▸ **Stated goal**: Output, please, every line from the line that holds "water and record integer pixel coordinates." to the end, exactly as written.

[Photo object pointing records]
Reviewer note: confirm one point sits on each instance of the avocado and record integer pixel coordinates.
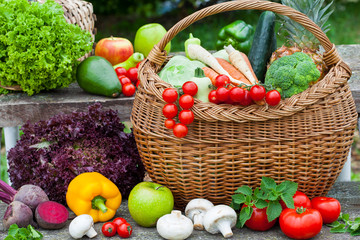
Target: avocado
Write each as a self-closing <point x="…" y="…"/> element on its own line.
<point x="97" y="76"/>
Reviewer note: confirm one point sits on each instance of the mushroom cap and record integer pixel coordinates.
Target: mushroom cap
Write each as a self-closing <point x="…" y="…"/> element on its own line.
<point x="219" y="213"/>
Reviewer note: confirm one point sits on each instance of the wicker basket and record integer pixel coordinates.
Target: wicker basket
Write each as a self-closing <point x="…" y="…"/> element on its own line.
<point x="75" y="12"/>
<point x="306" y="138"/>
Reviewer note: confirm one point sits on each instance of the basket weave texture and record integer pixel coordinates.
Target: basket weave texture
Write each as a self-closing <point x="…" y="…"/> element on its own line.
<point x="306" y="138"/>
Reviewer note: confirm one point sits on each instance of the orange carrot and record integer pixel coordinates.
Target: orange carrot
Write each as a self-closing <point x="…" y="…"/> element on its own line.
<point x="233" y="72"/>
<point x="210" y="73"/>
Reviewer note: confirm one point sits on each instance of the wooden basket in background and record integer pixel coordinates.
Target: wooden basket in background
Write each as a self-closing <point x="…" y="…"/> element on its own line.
<point x="306" y="138"/>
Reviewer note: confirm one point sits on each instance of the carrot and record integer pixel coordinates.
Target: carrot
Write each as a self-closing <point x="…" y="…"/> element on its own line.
<point x="233" y="71"/>
<point x="210" y="73"/>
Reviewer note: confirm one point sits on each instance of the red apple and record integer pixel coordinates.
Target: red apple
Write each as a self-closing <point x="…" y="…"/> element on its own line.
<point x="114" y="49"/>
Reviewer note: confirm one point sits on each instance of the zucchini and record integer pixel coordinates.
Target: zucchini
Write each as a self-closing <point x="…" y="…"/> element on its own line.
<point x="263" y="45"/>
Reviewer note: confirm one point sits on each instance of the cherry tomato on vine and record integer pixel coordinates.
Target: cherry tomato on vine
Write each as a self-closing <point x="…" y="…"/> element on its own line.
<point x="190" y="88"/>
<point x="108" y="229"/>
<point x="300" y="223"/>
<point x="186" y="101"/>
<point x="329" y="208"/>
<point x="273" y="97"/>
<point x="170" y="110"/>
<point x="222" y="80"/>
<point x="180" y="130"/>
<point x="170" y="95"/>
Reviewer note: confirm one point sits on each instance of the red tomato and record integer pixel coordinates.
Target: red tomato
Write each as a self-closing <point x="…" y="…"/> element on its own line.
<point x="170" y="110"/>
<point x="237" y="94"/>
<point x="222" y="94"/>
<point x="258" y="220"/>
<point x="186" y="117"/>
<point x="186" y="101"/>
<point x="300" y="223"/>
<point x="124" y="230"/>
<point x="300" y="200"/>
<point x="170" y="95"/>
<point x="190" y="88"/>
<point x="273" y="97"/>
<point x="257" y="92"/>
<point x="132" y="74"/>
<point x="180" y="130"/>
<point x="221" y="80"/>
<point x="120" y="71"/>
<point x="128" y="89"/>
<point x="329" y="208"/>
<point x="108" y="229"/>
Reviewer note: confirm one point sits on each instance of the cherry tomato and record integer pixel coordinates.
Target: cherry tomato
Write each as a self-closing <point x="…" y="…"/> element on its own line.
<point x="300" y="200"/>
<point x="190" y="88"/>
<point x="180" y="130"/>
<point x="124" y="230"/>
<point x="186" y="117"/>
<point x="120" y="71"/>
<point x="329" y="208"/>
<point x="237" y="94"/>
<point x="258" y="220"/>
<point x="186" y="101"/>
<point x="128" y="89"/>
<point x="108" y="229"/>
<point x="170" y="110"/>
<point x="170" y="123"/>
<point x="300" y="223"/>
<point x="222" y="80"/>
<point x="132" y="74"/>
<point x="170" y="95"/>
<point x="257" y="92"/>
<point x="273" y="97"/>
<point x="222" y="94"/>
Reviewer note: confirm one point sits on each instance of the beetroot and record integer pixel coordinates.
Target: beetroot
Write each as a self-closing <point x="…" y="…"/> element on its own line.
<point x="51" y="215"/>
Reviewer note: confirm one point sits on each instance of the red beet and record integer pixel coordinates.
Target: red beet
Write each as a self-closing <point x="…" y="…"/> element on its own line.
<point x="51" y="215"/>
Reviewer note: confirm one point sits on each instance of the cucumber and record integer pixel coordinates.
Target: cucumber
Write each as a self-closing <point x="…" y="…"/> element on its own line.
<point x="264" y="43"/>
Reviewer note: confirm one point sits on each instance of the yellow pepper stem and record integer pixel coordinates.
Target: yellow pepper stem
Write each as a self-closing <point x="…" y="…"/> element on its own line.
<point x="98" y="203"/>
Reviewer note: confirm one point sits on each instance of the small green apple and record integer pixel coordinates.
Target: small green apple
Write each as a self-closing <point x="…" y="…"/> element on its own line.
<point x="148" y="201"/>
<point x="149" y="35"/>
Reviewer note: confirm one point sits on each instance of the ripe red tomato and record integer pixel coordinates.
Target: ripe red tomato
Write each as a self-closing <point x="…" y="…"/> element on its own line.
<point x="257" y="92"/>
<point x="108" y="229"/>
<point x="300" y="223"/>
<point x="128" y="89"/>
<point x="186" y="117"/>
<point x="170" y="110"/>
<point x="132" y="74"/>
<point x="329" y="208"/>
<point x="258" y="220"/>
<point x="273" y="97"/>
<point x="222" y="80"/>
<point x="186" y="101"/>
<point x="170" y="95"/>
<point x="124" y="230"/>
<point x="170" y="123"/>
<point x="222" y="94"/>
<point x="180" y="130"/>
<point x="190" y="88"/>
<point x="237" y="94"/>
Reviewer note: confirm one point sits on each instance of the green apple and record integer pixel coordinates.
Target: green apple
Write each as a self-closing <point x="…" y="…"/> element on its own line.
<point x="149" y="35"/>
<point x="148" y="201"/>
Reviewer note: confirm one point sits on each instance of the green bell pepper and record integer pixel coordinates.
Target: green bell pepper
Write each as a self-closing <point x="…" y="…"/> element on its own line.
<point x="238" y="34"/>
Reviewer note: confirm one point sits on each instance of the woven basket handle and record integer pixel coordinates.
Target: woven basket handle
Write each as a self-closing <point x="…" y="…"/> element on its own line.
<point x="331" y="57"/>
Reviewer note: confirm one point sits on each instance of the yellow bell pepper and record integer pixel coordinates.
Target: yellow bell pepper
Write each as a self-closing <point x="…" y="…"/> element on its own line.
<point x="92" y="193"/>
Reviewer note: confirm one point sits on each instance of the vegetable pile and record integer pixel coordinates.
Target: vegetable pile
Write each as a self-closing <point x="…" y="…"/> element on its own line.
<point x="51" y="153"/>
<point x="38" y="48"/>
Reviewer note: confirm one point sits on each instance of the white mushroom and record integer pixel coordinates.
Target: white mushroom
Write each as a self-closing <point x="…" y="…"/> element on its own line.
<point x="174" y="226"/>
<point x="220" y="218"/>
<point x="196" y="209"/>
<point x="82" y="225"/>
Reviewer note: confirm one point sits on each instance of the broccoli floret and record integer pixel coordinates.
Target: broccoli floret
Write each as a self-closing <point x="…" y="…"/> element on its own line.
<point x="292" y="74"/>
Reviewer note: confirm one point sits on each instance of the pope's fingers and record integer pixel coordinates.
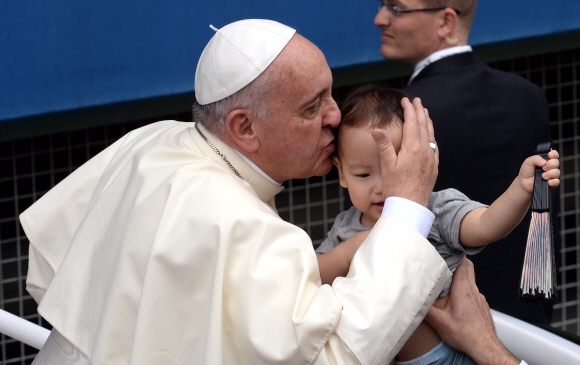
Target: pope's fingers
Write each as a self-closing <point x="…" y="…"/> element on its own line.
<point x="430" y="128"/>
<point x="422" y="119"/>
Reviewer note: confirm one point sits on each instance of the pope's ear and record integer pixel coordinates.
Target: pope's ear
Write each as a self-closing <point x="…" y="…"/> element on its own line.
<point x="241" y="129"/>
<point x="338" y="165"/>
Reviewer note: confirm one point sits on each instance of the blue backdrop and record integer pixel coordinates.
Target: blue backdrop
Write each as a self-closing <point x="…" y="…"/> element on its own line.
<point x="67" y="54"/>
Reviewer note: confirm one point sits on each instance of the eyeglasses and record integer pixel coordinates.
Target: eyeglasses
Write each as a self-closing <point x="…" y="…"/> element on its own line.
<point x="396" y="11"/>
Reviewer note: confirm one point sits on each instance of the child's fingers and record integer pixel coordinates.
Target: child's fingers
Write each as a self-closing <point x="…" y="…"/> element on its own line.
<point x="551" y="174"/>
<point x="553" y="163"/>
<point x="554" y="183"/>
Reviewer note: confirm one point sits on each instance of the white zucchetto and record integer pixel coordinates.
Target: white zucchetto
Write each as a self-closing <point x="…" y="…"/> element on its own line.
<point x="237" y="54"/>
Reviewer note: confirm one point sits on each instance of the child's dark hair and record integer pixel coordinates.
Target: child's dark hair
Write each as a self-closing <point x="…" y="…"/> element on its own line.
<point x="373" y="104"/>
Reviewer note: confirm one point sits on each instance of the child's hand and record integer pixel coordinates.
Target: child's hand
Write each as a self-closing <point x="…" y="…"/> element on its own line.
<point x="551" y="171"/>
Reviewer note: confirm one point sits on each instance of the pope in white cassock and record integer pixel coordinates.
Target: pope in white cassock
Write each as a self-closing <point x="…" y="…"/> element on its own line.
<point x="166" y="248"/>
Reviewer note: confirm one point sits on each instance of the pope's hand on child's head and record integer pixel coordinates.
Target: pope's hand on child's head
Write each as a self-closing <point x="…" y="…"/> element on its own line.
<point x="411" y="173"/>
<point x="551" y="170"/>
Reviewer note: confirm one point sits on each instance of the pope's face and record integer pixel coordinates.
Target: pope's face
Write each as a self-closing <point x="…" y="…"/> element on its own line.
<point x="408" y="37"/>
<point x="299" y="139"/>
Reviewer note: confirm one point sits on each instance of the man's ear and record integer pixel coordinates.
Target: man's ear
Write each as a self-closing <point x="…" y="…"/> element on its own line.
<point x="241" y="129"/>
<point x="342" y="180"/>
<point x="448" y="24"/>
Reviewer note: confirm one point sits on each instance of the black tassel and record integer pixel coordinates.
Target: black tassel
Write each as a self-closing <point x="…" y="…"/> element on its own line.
<point x="539" y="269"/>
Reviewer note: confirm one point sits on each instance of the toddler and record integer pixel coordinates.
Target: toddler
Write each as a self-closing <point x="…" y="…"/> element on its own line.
<point x="461" y="226"/>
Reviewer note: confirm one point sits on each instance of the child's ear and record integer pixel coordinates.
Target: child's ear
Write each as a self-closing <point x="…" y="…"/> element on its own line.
<point x="336" y="162"/>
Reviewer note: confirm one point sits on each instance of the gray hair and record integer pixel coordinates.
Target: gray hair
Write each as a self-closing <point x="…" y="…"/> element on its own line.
<point x="254" y="97"/>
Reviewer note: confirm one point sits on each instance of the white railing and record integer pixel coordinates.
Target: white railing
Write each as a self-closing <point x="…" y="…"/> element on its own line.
<point x="22" y="330"/>
<point x="533" y="344"/>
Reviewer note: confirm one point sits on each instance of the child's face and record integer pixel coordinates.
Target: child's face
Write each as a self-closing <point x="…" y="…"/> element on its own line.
<point x="359" y="168"/>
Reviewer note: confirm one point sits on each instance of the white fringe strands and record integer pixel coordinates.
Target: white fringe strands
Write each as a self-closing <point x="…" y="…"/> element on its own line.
<point x="539" y="270"/>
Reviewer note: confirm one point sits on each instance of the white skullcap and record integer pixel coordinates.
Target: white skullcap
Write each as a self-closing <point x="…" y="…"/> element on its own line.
<point x="236" y="55"/>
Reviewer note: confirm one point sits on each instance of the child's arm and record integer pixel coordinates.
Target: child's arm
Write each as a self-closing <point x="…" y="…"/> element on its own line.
<point x="336" y="262"/>
<point x="485" y="225"/>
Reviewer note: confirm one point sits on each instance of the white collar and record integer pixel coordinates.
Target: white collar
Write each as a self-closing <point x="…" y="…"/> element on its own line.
<point x="437" y="56"/>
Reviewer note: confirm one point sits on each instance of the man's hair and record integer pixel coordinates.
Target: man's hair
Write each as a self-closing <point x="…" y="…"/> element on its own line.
<point x="372" y="105"/>
<point x="254" y="97"/>
<point x="466" y="7"/>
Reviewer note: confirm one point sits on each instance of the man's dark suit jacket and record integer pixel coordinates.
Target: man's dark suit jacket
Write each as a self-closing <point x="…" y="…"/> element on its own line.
<point x="487" y="122"/>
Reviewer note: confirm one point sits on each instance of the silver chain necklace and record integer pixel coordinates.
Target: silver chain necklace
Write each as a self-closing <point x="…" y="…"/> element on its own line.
<point x="213" y="147"/>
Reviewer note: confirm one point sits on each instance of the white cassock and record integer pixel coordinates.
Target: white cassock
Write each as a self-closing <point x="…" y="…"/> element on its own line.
<point x="155" y="253"/>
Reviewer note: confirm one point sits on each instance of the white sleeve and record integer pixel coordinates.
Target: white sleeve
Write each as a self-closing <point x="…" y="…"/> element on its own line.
<point x="411" y="213"/>
<point x="394" y="278"/>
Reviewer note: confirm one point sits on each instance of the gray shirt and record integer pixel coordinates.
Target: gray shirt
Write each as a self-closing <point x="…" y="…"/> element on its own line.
<point x="449" y="207"/>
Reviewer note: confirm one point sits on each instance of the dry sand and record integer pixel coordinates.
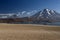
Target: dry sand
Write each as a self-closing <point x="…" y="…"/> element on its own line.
<point x="28" y="32"/>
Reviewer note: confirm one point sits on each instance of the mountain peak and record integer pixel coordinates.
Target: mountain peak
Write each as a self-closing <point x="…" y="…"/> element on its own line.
<point x="46" y="9"/>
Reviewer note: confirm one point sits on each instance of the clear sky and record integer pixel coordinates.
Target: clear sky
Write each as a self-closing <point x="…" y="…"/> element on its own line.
<point x="28" y="5"/>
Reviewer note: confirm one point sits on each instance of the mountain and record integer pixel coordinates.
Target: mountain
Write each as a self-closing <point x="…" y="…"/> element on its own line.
<point x="46" y="15"/>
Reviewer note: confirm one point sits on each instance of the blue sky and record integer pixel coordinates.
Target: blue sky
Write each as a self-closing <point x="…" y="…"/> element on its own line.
<point x="28" y="5"/>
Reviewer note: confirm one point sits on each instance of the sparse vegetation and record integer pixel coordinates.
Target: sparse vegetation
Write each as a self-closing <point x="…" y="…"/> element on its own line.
<point x="28" y="32"/>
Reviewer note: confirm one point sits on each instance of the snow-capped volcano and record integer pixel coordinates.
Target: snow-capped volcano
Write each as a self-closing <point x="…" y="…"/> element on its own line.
<point x="47" y="14"/>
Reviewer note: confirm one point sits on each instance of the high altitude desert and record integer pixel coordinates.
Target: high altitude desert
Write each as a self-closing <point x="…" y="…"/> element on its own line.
<point x="29" y="32"/>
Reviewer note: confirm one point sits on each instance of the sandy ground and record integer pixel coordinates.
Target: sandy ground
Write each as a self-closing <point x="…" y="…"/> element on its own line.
<point x="28" y="32"/>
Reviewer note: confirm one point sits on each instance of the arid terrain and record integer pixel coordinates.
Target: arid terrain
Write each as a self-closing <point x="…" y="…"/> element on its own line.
<point x="29" y="32"/>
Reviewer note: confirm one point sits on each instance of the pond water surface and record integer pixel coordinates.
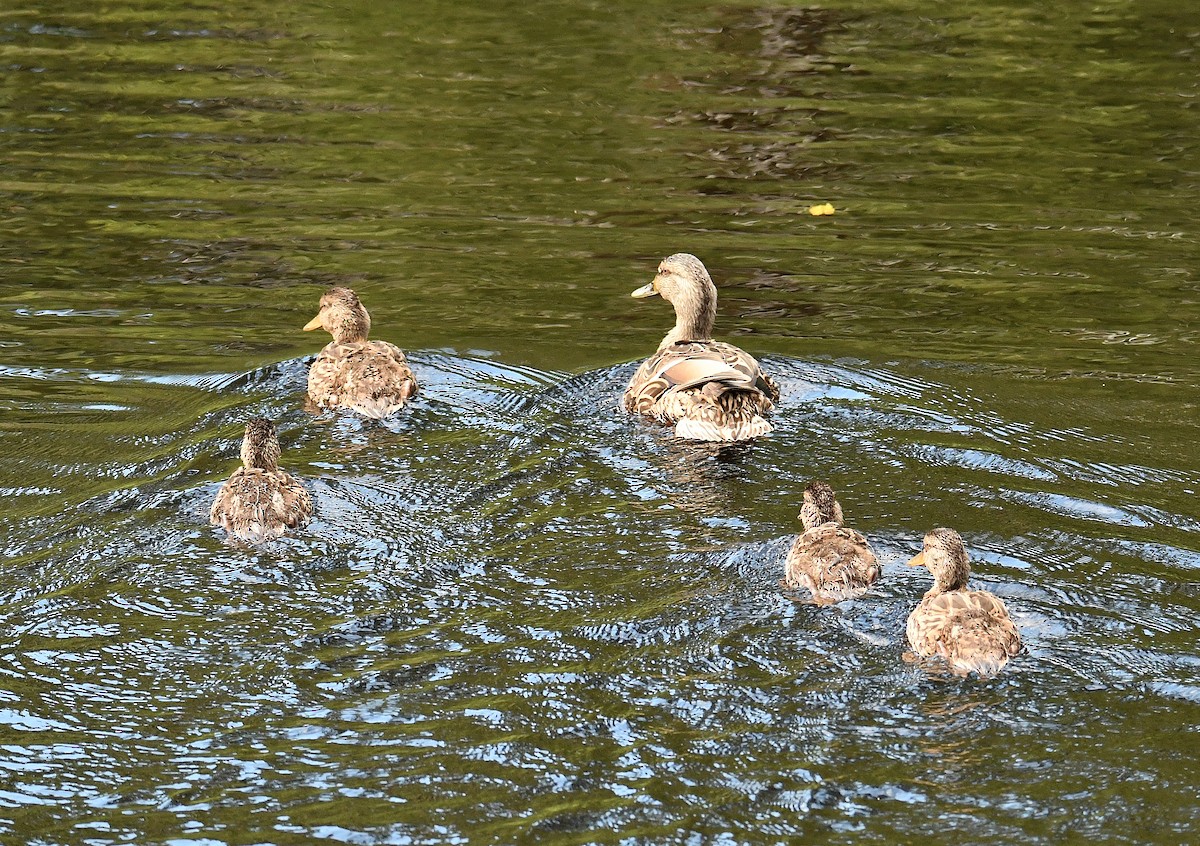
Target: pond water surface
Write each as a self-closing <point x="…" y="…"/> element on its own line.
<point x="519" y="615"/>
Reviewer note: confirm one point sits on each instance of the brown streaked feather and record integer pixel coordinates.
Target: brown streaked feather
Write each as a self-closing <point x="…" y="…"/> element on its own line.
<point x="833" y="562"/>
<point x="970" y="629"/>
<point x="257" y="504"/>
<point x="712" y="390"/>
<point x="372" y="378"/>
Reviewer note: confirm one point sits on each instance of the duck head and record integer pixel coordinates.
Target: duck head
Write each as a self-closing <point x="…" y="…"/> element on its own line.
<point x="261" y="445"/>
<point x="945" y="555"/>
<point x="684" y="282"/>
<point x="342" y="316"/>
<point x="820" y="505"/>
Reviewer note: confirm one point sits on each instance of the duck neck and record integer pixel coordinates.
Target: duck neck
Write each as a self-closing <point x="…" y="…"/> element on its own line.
<point x="695" y="319"/>
<point x="351" y="331"/>
<point x="949" y="580"/>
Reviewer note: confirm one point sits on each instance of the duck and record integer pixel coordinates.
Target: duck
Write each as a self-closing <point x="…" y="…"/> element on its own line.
<point x="833" y="562"/>
<point x="369" y="377"/>
<point x="261" y="502"/>
<point x="707" y="389"/>
<point x="970" y="629"/>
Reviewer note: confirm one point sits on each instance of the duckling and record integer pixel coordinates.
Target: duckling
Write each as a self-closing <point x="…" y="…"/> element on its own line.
<point x="259" y="501"/>
<point x="831" y="561"/>
<point x="369" y="377"/>
<point x="707" y="389"/>
<point x="970" y="629"/>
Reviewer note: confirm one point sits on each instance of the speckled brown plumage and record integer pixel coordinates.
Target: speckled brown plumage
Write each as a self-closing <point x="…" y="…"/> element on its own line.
<point x="707" y="389"/>
<point x="833" y="562"/>
<point x="261" y="502"/>
<point x="970" y="629"/>
<point x="369" y="377"/>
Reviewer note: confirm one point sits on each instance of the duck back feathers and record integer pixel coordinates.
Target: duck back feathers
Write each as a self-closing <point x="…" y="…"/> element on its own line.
<point x="707" y="389"/>
<point x="369" y="377"/>
<point x="833" y="562"/>
<point x="970" y="629"/>
<point x="257" y="504"/>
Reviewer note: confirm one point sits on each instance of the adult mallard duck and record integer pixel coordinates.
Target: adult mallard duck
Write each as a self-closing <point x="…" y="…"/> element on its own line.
<point x="259" y="501"/>
<point x="369" y="377"/>
<point x="970" y="629"/>
<point x="708" y="389"/>
<point x="831" y="561"/>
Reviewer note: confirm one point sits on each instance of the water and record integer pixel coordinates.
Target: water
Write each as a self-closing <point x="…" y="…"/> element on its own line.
<point x="520" y="616"/>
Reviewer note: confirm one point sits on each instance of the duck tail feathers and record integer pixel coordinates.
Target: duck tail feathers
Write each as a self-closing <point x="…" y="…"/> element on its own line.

▸ **Finished answer**:
Reviewer note: confirm one point sits on each instance of the water and record integer pixel coordinates.
Target: water
Write each as a self-closing <point x="…" y="…"/> element on its own line.
<point x="520" y="616"/>
Reviewer note: confirm one point sits on each instance of the duck tail feathers and record integer pixel coordinates.
Target: duck tail feathers
Write each as a self-closing <point x="…" y="…"/> element on its own line.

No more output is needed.